(Input begins)

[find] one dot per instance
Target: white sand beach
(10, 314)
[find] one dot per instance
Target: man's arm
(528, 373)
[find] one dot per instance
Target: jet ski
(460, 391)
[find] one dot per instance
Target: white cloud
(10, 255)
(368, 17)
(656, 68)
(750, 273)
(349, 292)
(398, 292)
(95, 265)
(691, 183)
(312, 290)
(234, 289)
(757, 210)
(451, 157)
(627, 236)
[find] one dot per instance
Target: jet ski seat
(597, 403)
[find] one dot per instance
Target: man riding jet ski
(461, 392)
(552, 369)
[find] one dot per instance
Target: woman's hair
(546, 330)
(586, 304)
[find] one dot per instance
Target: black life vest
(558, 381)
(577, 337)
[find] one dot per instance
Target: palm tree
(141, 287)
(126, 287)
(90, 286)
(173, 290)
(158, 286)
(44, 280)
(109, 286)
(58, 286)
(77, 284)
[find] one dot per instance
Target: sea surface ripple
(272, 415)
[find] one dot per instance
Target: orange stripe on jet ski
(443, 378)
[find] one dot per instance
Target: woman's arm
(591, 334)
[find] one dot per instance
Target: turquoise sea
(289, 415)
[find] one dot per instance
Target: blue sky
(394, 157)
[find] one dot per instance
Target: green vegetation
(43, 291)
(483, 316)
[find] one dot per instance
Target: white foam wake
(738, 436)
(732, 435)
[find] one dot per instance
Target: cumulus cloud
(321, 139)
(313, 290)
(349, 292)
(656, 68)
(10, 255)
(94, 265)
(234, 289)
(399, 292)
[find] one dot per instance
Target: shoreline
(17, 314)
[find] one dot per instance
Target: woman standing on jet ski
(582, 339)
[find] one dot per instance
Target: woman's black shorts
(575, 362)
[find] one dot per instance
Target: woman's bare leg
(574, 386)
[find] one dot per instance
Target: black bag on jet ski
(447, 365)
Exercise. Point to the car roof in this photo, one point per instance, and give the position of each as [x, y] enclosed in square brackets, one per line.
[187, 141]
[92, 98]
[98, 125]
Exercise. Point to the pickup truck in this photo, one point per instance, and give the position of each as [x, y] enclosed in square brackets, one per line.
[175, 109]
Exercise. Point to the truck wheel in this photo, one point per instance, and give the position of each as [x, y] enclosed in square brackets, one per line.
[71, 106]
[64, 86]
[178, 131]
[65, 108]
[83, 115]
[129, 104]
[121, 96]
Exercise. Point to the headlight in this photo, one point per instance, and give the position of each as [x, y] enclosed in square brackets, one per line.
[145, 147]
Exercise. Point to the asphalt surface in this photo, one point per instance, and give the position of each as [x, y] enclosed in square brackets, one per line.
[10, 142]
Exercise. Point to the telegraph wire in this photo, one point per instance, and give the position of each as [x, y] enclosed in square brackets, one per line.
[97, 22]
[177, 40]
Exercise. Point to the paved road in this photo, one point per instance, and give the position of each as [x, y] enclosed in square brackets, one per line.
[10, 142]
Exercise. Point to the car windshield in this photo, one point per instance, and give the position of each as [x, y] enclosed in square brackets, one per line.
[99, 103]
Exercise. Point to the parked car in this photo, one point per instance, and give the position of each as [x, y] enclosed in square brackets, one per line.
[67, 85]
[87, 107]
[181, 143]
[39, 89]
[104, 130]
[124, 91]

(Input ends)

Work to complete:
Word for word and line for line, give the material again.

Answer box:
[find] one dot per instance
Target: white sand beach
(10, 314)
[find] one dot per instance
Target: man's arm
(528, 373)
[find] one dot per instance
Target: jet ski
(460, 391)
[find] one dot per instance
Target: white cloud
(10, 255)
(368, 17)
(656, 68)
(750, 273)
(349, 292)
(398, 292)
(95, 265)
(691, 183)
(312, 290)
(234, 289)
(757, 210)
(451, 157)
(627, 236)
[find] one dot per instance
Target: jet ski seat
(597, 403)
[find] one dot per instance
Target: man riding jet ski
(461, 392)
(552, 369)
[find] one dot per instance
Target: woman's hair
(546, 330)
(586, 304)
[find] one dot per instance
Target: black life vest
(558, 381)
(577, 337)
[find] one dot per instance
Target: palm tree
(141, 287)
(126, 287)
(90, 286)
(173, 290)
(158, 286)
(44, 280)
(109, 286)
(58, 286)
(77, 284)
[find] one dot per instance
Target: sea surface ripple
(272, 415)
[find] one dot per instance
Target: orange stripe on jet ski
(443, 378)
[find] one dot per instance
Target: woman's arm
(591, 334)
[find] one dot per instance
Target: turquoise sea
(289, 415)
[find] one dot per instance
Target: blue sky
(394, 157)
[find] one dot per instance
Target: green vegetation
(43, 291)
(483, 316)
[find] one dot per instance
Target: white foam wake
(738, 436)
(732, 435)
[find] one dot per instance
Target: cumulus cloud
(321, 139)
(313, 290)
(349, 292)
(656, 68)
(10, 255)
(94, 265)
(234, 289)
(399, 292)
[find] one dot per instance
Target: shoreline
(17, 314)
[find] one dot per instance
Target: woman standing on jet ski
(582, 339)
[find] one dot per instance
Target: woman's black shorts
(575, 362)
[find] one dot per instance
Target: woman's bare leg
(574, 386)
[find] one dot per instance
Target: black bag on jet ski
(447, 365)
Exercise. Point to the car roof in this photo, one point per instance, and give the position of each as [x, y] enclosed in square brackets, one per line.
[187, 141]
[92, 98]
[98, 125]
Exercise. Point to the pickup truck in this photo, one point per instance, and give the position of each as [x, y] enclosed in square brackets, one per line.
[175, 109]
Exercise. Point to the truck wheel in this photo, one point per instance, and give the position of each as [x, y] enclosed in square brackets, one per line.
[71, 106]
[64, 86]
[178, 131]
[65, 108]
[83, 115]
[129, 104]
[121, 96]
Exercise. Point to the headlight in this photo, one point per instance, and give the position of each as [x, y] enclosed in square brackets, one per line.
[145, 147]
Exercise. Point to the asphalt surface in this photo, one point per instance, and give the position of each as [x, y] enclosed in square brackets, one per line.
[10, 142]
Exercise. Point to the telegraph wire in this photo, one point per instance, and give the position of each as [x, y] enclosed in square brackets, one per line.
[97, 22]
[177, 40]
Exercise. Point to the paved road in this photo, one point per instance, and give the position of each as [x, y] enclosed in square brackets, one per line.
[10, 142]
Exercise. Point to the car windshield in this photo, one point per instance, and give the position of each as [x, y] enclosed in square brackets, one per line.
[99, 103]
Exercise. Point to the parked car in this photo, one point per instance, and give the position of each as [x, y] enclosed in square brackets, one per line.
[67, 85]
[87, 107]
[181, 143]
[39, 89]
[104, 130]
[124, 91]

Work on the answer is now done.